### REQUIRED TASK
Print all of the data exactly.
* Start AVAILABLE RECORDS *
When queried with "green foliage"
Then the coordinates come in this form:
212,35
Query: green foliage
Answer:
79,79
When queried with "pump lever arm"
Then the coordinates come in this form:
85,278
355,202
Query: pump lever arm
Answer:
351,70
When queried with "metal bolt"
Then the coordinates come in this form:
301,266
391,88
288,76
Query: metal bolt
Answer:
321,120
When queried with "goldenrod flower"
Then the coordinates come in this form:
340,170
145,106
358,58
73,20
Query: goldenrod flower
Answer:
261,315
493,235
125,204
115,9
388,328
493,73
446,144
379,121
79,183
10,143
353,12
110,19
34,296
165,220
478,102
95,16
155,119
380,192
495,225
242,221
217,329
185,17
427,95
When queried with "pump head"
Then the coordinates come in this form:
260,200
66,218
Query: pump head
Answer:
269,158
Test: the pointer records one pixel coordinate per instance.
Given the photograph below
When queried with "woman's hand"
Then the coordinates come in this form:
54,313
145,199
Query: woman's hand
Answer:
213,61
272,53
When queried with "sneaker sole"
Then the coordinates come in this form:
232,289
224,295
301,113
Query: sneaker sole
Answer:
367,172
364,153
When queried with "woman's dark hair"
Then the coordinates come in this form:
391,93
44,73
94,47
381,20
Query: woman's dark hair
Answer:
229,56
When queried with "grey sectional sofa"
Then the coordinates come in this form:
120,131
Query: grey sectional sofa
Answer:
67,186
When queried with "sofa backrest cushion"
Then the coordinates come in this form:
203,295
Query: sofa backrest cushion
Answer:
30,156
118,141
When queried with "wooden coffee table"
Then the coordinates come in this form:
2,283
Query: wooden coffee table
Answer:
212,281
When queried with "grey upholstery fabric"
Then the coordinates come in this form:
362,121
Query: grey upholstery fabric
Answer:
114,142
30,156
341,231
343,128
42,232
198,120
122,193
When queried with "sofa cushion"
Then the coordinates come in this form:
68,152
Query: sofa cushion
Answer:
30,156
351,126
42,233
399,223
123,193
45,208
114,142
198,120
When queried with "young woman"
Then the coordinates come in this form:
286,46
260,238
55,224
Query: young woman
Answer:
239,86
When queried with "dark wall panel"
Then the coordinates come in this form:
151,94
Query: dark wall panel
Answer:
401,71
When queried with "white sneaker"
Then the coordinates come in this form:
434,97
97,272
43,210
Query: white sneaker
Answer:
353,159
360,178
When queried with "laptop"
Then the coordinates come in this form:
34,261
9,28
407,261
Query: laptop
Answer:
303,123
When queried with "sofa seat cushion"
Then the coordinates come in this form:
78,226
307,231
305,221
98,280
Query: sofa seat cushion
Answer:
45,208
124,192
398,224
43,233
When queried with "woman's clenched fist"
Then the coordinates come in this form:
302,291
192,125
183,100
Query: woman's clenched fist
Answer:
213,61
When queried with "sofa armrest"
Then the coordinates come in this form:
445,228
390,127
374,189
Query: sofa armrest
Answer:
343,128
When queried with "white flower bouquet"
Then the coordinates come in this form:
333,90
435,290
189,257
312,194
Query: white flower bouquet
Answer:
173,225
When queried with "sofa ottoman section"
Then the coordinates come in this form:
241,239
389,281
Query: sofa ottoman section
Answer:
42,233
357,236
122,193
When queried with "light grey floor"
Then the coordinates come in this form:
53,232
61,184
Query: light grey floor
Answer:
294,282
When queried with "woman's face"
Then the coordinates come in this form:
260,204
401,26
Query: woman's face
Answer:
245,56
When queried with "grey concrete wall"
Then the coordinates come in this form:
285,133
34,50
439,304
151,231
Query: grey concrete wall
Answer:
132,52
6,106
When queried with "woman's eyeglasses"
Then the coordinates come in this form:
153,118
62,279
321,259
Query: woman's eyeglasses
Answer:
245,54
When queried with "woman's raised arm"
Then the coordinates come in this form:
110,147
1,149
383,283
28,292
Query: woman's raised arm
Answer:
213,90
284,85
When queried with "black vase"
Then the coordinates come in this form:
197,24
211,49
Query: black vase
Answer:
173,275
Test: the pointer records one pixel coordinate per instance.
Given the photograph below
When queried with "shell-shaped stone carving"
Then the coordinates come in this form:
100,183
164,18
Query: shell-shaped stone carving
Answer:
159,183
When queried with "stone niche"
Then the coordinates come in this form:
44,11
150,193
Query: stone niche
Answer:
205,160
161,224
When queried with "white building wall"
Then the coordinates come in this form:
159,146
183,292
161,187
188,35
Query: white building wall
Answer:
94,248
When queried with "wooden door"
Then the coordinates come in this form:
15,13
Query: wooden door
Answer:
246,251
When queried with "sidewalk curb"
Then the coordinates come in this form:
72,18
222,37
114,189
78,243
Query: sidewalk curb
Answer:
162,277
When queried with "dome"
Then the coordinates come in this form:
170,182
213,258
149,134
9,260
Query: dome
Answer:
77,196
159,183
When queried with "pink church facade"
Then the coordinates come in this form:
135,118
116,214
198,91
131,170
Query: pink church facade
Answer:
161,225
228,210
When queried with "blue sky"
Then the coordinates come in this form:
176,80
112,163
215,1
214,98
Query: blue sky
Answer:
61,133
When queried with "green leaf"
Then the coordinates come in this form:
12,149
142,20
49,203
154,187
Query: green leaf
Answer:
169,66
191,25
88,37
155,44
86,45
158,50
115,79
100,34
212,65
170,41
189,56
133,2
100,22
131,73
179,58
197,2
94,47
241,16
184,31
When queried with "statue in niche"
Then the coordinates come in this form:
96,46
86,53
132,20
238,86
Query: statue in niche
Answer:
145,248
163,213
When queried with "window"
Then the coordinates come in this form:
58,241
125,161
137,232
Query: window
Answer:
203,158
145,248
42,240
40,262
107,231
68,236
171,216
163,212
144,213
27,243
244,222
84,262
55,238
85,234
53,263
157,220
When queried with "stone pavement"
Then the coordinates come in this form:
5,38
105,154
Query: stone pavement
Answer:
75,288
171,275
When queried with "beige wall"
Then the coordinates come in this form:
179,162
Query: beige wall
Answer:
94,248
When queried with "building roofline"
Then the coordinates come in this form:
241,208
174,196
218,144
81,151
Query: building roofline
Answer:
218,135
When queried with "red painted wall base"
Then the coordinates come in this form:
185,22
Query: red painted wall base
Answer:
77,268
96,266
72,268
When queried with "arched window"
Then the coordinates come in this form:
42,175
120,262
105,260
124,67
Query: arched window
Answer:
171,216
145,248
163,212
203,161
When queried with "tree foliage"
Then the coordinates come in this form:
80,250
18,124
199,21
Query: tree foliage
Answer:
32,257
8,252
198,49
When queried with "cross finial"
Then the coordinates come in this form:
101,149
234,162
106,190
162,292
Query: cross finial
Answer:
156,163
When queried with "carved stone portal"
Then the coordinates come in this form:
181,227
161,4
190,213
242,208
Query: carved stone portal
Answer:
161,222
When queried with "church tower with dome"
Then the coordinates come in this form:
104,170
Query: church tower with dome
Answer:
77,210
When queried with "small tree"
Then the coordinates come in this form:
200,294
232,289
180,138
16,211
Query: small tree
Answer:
* End AVAILABLE RECORDS *
### RESPONSE TO THIS EXERCISE
When queried with "green foliage"
Then the coordinates come in this form:
212,35
Query: green foliage
Answer:
79,79
When queried with "pump lever arm"
Then the coordinates come in this form:
85,278
355,202
Query: pump lever arm
Answer:
351,70
When queried with "metal bolt"
Then the coordinates come in this form:
301,266
391,88
288,76
Query: metal bolt
Answer:
321,120
When queried with "goldenrod flower"
Then the coordinates come in this form:
340,170
145,106
358,58
73,20
Query: goldenrod flower
Answer:
261,315
493,235
125,204
115,9
388,328
493,73
446,144
379,121
79,183
10,143
353,12
110,19
34,296
165,220
478,102
95,16
155,119
380,192
495,225
242,221
217,329
185,17
427,95
When queried with "pump head"
Then the coordinates come in this form:
260,200
66,218
Query: pump head
Answer:
269,158
Test: the pointer records one pixel coordinate per instance.
Given the photograph below
When queried with "woman's hand"
Then the coordinates come in this form:
54,313
145,199
Query: woman's hand
Answer:
213,61
272,53
When queried with "sneaker sole"
Then the coordinates come in this form:
232,289
224,295
301,113
Query: sneaker sole
Answer:
367,172
364,153
When queried with "woman's dark hair"
Then the coordinates come in this form:
391,93
44,73
94,47
381,20
Query: woman's dark hair
Answer:
229,56
When queried with "grey sectional sofa"
Then the coordinates come in this form:
120,131
Query: grey sectional sofa
Answer:
67,186
When queried with "sofa backrest cushion"
Then the coordinates come in this form:
203,295
Query: sofa backrest cushion
Answer:
30,156
118,141
When queried with "wooden coffee table"
Then the coordinates come in this form:
2,283
Query: wooden coffee table
Answer:
212,281
When queried with "grey upholstery fabric"
Then the coordinates come in this form:
362,121
Query: grey upholstery fabric
Answer:
114,142
30,156
341,231
343,128
42,232
198,120
122,193
When queried with "sofa cushion"
Then the coordinates come in this form:
68,152
Query: sofa cushion
Answer:
30,156
351,126
42,233
399,223
123,193
45,208
114,142
198,120
When queried with "young woman"
Then the coordinates come in this form:
286,46
260,238
55,224
Query: young woman
Answer:
239,86
When queried with "dark wall panel"
Then the coordinates come in this form:
151,94
Query: dark wall panel
Answer:
401,71
When queried with "white sneaker"
Then the coordinates come in this form:
434,97
97,272
43,210
Query: white sneaker
Answer:
353,159
360,178
When queried with "laptop"
Then the coordinates come in this form:
34,261
9,28
407,261
Query: laptop
Answer:
303,123
When queried with "sofa seat cushion"
Then the coordinates come in this form:
78,226
307,231
305,221
98,280
Query: sofa seat cushion
Answer:
45,208
124,192
398,224
43,233
When queried with "woman's clenched fist"
Then the coordinates come in this form:
302,291
192,125
183,100
Query: woman's clenched fist
Answer:
213,61
When queried with "sofa armrest"
Then the coordinates come in this form:
445,228
390,127
374,189
Query: sofa armrest
Answer:
343,128
When queried with "white flower bouquet"
Then the coordinates come in this form:
333,90
435,290
189,257
312,194
Query: white flower bouquet
Answer:
173,225
When queried with "sofa ottoman section"
Then the coordinates come in this form:
241,239
389,281
Query: sofa ottoman section
Answer:
42,233
357,236
122,193
When queried with "light grey floor"
Then the coordinates come in this form:
53,232
61,184
Query: light grey floor
Answer:
294,282
When queried with "woman's face"
Then the coordinates come in this form:
260,204
401,26
Query: woman's face
Answer:
245,56
When queried with "grey concrete wall"
Then the coordinates come in this form:
285,133
34,50
439,304
151,231
Query: grey concrete wall
Answer:
132,52
6,106
When queried with "woman's eyeglasses"
Then the coordinates come in this form:
153,118
62,279
321,259
Query: woman's eyeglasses
Answer:
245,54
When queried with "woman's raised arm"
Then the coordinates come in this form:
110,147
1,149
383,283
28,292
Query: woman's raised arm
Answer:
213,90
284,85
When queried with "black vase"
Then the coordinates come in this form:
197,24
211,49
Query: black vase
Answer:
173,275
Test: the pointer records one pixel coordinate per instance.
Given the photograph below
When queried with "shell-shaped stone carving"
Then the coordinates come in this form:
100,183
164,18
Query: shell-shaped stone carving
Answer:
159,183
When queried with "stone niche"
Then the coordinates come in this form:
44,11
150,193
Query: stone niche
Answer:
205,160
161,224
When queried with "white building wall"
Then the coordinates come in this form:
159,146
183,292
161,187
188,35
Query: white building wall
Answer:
94,248
When queried with "wooden door"
Then the coordinates come in this form:
15,13
Query: wooden door
Answer:
246,251
When queried with "sidewalk curb"
Then the coordinates come in this form:
72,18
222,37
114,189
78,243
Query: sidewalk curb
Answer:
162,277
When queried with "dome"
Then the coordinates come in this form:
170,182
213,258
149,134
9,260
Query: dome
Answer:
77,196
159,183
When queried with "pink church facade"
Then the coordinates come in this form:
135,118
116,214
198,91
131,170
Query: pink church facade
Answer:
161,225
228,210
When queried with "blue sky"
Then the coordinates come in this form:
176,80
112,163
215,1
214,98
Query: blue sky
Answer:
61,133
When queried with "green leaf"
Then the coordinates come in this form:
12,149
142,20
49,203
154,187
Query: green leaf
Answer:
169,66
191,25
88,37
155,44
86,45
158,50
115,79
100,34
212,65
170,41
189,56
133,2
100,22
131,73
179,58
197,2
94,47
241,16
184,31
When queried with "statue in niche"
Then the coordinates come in this form:
96,46
86,53
132,20
238,86
Query: statue in niche
Answer:
145,248
163,213
When queried with "window"
Then the coordinates come in this form:
58,241
125,161
137,232
Query: window
Answer:
203,158
145,248
42,240
40,262
107,231
68,236
171,216
163,212
144,213
27,243
244,222
84,262
55,238
85,234
53,263
157,220
When queried with "stone pavement"
Then the coordinates come in this form:
5,38
105,154
Query: stone pavement
Answer:
75,288
171,275
When queried with "beige wall"
Then the coordinates come in this form:
179,162
Query: beige wall
Answer:
94,248
When queried with "building roofline"
Then the coordinates come in this form:
241,208
174,196
218,144
81,151
Query: building roofline
Answer:
218,135
When queried with "red painted wall base"
Then the coordinates come in this form:
185,22
Query: red painted wall base
Answer:
77,268
96,266
72,268
When queried with "arched window"
Then the coordinates come in this form:
42,175
120,262
105,260
124,67
Query: arched window
Answer:
171,216
145,248
163,212
203,161
When queried with "tree foliage"
Then the coordinates come in this form:
80,250
18,124
199,21
Query: tree foliage
Answer:
32,257
8,252
198,49
When queried with "cross finial"
Then the coordinates come in this form:
101,149
234,162
106,190
162,292
Query: cross finial
Answer:
156,163
When queried with "carved stone portal"
Then the coordinates come in this form:
181,227
161,4
190,213
242,208
Query: carved stone portal
Answer:
161,222
When queried with "church tower with dome"
Then the coordinates come in this form:
104,170
Query: church tower with dome
Answer:
77,210
When queried with "small tree"
Then the coordinates come in this form:
200,294
232,289
180,138
16,211
Query: small tree
Answer:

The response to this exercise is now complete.